Location identification entries:
= = =
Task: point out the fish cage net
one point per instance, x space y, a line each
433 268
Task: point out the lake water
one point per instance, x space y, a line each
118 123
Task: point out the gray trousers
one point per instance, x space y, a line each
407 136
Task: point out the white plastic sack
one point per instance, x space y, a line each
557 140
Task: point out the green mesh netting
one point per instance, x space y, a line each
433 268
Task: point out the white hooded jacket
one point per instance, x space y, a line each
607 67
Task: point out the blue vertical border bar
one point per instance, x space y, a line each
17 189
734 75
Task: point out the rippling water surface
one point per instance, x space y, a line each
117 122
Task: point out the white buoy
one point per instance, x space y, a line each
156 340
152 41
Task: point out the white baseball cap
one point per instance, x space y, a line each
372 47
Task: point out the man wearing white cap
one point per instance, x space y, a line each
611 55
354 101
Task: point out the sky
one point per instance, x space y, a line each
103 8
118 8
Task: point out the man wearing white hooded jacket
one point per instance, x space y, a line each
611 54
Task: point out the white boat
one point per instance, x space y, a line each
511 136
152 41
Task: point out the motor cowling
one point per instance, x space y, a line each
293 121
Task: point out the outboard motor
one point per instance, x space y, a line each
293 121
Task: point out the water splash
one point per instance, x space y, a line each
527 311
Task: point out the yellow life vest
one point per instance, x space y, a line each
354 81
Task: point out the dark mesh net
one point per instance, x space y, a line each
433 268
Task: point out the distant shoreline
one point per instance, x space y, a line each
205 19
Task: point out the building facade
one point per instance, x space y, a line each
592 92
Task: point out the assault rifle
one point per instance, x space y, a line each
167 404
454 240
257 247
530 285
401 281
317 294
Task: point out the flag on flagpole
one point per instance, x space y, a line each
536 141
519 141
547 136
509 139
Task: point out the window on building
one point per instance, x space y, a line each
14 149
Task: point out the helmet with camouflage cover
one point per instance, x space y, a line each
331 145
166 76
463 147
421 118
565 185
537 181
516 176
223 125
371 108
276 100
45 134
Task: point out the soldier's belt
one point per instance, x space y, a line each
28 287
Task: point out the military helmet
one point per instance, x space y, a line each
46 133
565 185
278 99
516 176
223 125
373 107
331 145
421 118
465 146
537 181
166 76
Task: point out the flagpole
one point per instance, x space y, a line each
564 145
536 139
= = =
▶ **Set problem**: Duplicate all of the records above, line for line, without changing anything.

▶ **Answer for this exercise**:
Task: point out the fish cage net
one point per instance, x space y, a line each
433 268
Task: point out the lake water
one point per instance, x space y, a line each
118 123
Task: point out the gray trousers
one point per instance, x space y, a line each
407 136
Task: point out the white plastic sack
one point per instance, x space y, a line each
557 140
Task: point out the green mesh netting
one point per instance, x space y, a line each
433 268
Task: point out the white hooded jacket
one point per instance, x space y, a line each
607 67
Task: point out the blue vertical border bar
one point per instance, x space y, a line each
17 189
734 75
Task: point out the rippling water surface
one point per instance, x space y, a line each
117 122
Task: point out the white buoy
one point per instance, x space y, a line each
156 340
152 41
Task: point out the white baseball cap
one point per instance, x space y, a line each
372 47
Task: point out the man wearing white cap
one point per instance, x space y, a line each
611 55
354 101
Task: point out the sky
one point per instance, x space y, a line each
103 8
118 8
Task: point out the man wearing white hooded jacket
one point per instance, x space y, a line each
611 54
Task: point out the white boat
one point per instance, x space y, a line each
511 136
152 41
Task: point out the motor cowling
one point per instance, x space y, a line each
293 121
Task: point out the outboard motor
one point per instance, x space y, a line each
293 121
Task: point out the water splash
one point per instance, x space y, a line each
527 311
Task: point out the yellow life vest
one point per instance, x space y, a line each
354 81
Task: point out the dark mesh net
one point per instance, x space y, a line each
433 268
Task: point out the distant shoreline
one point per instance, x space y, a line each
205 19
Task: point out the building facade
one point per instance, x space y, a line each
592 92
Task: point out the assault rifle
one point per instance, x space y, a line each
167 404
454 240
257 247
530 285
401 281
317 294
Task: point out the flag on flagpole
one point per instance, x space y, a line each
536 141
519 141
547 136
509 139
Task: point out the window on building
one point per instance, x space y, a line each
14 149
Task: point out the helmet with camouflage cover
one point per instance, x space y, a line each
331 145
166 76
463 147
421 118
565 185
537 181
516 176
223 125
371 108
276 100
45 134
Task: point out the soldier's belt
one point per instance, x space y, a line each
28 287
Task: point out the military helmet
one point per instance, x space y, a line each
46 133
565 185
278 99
516 176
223 125
373 107
331 145
421 118
465 146
537 181
166 76
Task: point out the flagpole
one point per instance, x space y, a line each
564 145
536 139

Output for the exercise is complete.